How many of the lines below contain the string "wall", matching case exactly? Reply with the number alone.
--- Begin Stored data ---
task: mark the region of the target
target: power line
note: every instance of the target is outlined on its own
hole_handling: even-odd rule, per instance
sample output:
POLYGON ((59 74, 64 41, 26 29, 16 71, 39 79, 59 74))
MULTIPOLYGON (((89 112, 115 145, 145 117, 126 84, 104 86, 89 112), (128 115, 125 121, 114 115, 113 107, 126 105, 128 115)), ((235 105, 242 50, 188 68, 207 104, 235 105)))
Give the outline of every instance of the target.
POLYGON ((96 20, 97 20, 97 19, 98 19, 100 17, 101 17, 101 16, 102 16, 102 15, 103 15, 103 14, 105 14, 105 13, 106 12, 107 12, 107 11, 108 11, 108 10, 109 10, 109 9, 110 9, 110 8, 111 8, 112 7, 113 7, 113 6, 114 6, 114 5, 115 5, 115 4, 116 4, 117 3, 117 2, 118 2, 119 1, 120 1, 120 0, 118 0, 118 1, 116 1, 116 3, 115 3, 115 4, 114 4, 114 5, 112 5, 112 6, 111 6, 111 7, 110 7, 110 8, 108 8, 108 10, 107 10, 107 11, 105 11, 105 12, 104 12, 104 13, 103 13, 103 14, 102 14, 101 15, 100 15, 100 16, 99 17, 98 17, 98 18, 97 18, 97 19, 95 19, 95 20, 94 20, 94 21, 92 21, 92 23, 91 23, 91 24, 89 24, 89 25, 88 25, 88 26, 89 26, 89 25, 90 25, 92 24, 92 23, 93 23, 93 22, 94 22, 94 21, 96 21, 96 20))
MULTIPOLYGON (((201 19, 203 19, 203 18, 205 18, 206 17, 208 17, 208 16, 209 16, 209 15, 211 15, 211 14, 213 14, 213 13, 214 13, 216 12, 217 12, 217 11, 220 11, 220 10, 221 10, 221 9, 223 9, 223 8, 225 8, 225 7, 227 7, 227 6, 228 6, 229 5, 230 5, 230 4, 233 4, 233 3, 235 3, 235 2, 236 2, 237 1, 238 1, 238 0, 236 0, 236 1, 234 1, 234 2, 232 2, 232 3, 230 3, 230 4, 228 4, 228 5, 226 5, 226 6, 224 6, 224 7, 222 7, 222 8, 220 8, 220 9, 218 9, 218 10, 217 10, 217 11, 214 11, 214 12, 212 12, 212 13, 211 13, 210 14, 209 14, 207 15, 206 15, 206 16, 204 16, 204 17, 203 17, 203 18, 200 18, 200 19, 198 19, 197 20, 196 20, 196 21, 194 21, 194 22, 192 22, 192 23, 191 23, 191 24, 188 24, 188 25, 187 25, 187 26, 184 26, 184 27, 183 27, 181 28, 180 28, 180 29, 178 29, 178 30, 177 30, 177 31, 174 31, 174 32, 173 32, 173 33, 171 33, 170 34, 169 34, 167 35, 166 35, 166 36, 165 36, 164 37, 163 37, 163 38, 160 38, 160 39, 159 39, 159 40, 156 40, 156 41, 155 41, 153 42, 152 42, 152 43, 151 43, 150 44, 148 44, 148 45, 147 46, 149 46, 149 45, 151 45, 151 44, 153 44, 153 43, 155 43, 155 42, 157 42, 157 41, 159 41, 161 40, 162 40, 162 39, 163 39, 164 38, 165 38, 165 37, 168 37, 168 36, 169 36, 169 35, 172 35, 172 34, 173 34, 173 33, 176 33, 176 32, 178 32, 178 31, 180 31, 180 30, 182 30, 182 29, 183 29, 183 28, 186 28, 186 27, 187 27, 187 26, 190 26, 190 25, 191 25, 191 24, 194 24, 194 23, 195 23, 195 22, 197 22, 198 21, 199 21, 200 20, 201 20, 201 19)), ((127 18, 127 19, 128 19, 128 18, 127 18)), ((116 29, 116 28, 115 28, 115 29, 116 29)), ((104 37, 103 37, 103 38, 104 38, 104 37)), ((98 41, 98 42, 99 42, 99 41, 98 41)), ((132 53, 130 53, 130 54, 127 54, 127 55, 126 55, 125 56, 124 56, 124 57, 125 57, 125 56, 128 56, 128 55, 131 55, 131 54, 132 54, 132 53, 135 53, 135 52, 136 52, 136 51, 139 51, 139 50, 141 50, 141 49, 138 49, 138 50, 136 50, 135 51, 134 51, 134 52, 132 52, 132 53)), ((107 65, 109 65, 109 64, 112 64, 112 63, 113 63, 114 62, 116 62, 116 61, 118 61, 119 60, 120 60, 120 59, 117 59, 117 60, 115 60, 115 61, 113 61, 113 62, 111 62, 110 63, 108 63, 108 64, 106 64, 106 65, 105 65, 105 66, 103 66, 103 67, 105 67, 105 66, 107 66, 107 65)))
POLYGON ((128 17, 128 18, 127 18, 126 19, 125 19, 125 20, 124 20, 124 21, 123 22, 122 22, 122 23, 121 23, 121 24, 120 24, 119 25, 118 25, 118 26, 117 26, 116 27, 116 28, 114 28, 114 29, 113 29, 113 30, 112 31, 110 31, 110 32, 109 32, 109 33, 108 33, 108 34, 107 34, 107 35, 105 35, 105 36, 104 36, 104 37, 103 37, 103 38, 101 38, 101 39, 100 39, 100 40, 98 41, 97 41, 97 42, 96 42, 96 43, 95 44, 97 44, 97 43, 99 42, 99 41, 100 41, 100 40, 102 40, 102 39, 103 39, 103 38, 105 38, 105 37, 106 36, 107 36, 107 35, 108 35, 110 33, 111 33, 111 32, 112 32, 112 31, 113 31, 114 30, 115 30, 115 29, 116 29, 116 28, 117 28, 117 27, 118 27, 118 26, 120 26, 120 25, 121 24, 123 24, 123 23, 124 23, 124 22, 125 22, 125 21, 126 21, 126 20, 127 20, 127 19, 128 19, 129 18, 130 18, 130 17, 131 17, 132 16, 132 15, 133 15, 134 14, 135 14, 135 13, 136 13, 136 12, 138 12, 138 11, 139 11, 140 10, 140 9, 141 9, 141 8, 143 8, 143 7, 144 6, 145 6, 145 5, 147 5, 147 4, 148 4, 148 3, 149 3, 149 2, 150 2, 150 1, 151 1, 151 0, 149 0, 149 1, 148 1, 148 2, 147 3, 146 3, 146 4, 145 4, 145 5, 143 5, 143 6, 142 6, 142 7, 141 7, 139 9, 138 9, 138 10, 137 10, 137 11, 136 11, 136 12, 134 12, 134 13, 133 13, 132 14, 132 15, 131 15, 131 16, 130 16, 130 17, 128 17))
--- End Stored data ---
--- Begin Stored data ---
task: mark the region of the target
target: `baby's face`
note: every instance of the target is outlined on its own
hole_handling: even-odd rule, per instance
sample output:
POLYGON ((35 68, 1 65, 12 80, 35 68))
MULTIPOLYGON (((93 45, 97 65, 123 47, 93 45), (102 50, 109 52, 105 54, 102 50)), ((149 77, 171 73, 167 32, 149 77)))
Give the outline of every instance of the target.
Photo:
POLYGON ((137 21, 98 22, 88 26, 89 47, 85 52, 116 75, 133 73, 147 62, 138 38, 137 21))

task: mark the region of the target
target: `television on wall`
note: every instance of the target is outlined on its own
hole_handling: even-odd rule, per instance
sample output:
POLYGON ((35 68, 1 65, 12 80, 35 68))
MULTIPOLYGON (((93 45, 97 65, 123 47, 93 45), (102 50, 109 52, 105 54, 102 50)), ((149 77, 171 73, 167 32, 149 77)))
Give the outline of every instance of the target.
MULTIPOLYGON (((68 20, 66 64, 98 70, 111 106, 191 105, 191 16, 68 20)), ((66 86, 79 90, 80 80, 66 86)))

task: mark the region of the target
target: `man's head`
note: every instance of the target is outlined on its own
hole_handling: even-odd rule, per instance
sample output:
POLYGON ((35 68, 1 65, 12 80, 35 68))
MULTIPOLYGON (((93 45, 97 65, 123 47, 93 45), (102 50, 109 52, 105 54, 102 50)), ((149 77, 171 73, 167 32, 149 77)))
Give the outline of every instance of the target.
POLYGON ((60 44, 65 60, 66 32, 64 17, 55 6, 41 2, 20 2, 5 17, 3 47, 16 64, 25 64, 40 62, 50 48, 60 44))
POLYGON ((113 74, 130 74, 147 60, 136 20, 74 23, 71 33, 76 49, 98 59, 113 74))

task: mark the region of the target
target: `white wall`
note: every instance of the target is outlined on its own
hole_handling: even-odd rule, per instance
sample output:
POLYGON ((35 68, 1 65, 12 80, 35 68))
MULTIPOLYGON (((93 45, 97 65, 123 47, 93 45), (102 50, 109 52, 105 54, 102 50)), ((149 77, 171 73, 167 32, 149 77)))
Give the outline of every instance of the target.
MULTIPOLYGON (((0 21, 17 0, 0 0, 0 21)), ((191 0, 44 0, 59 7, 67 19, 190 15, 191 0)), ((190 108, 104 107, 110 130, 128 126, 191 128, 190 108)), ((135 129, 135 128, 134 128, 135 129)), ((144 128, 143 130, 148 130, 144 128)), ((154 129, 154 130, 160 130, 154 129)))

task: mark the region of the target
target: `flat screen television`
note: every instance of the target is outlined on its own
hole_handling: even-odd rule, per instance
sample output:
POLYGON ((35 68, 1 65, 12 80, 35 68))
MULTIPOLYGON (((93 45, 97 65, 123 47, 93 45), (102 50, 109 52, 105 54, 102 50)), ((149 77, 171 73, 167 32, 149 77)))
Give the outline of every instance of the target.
--- End Stored data ---
--- Begin Stored data ---
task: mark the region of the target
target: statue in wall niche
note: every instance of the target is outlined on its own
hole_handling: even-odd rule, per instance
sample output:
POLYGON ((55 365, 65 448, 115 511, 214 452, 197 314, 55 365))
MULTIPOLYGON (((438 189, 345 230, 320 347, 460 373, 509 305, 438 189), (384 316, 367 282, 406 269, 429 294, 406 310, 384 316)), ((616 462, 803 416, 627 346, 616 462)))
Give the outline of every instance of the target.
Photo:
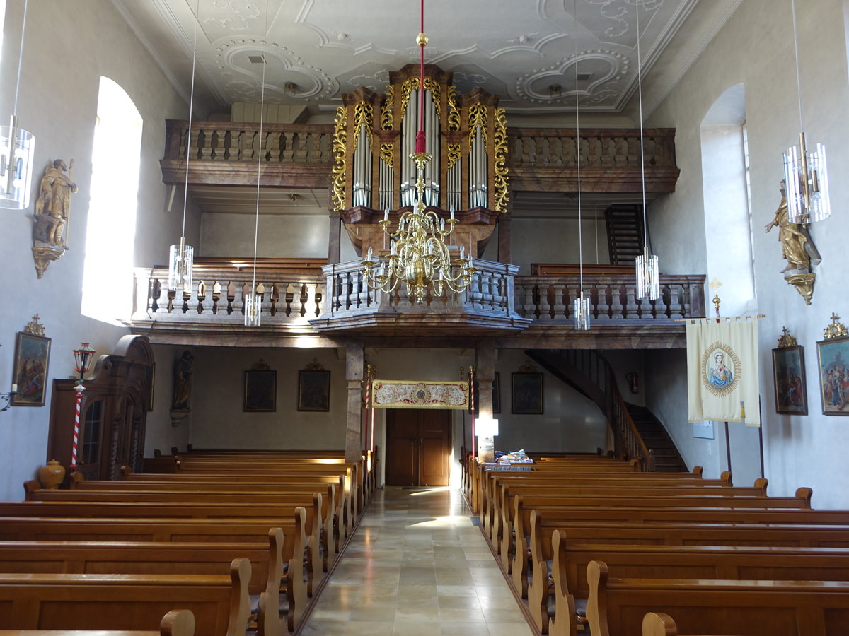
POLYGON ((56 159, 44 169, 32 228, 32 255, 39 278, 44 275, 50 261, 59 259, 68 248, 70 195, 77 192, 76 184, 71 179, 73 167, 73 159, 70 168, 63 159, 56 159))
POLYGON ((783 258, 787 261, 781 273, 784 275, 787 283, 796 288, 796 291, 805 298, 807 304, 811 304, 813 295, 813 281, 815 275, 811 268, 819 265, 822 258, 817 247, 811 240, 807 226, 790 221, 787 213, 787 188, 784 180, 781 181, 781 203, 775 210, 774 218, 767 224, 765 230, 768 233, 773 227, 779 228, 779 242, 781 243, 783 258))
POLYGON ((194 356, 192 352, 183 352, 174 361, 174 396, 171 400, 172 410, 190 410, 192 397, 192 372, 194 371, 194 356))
--- End Stored data ---
→ **Exercise solution**
3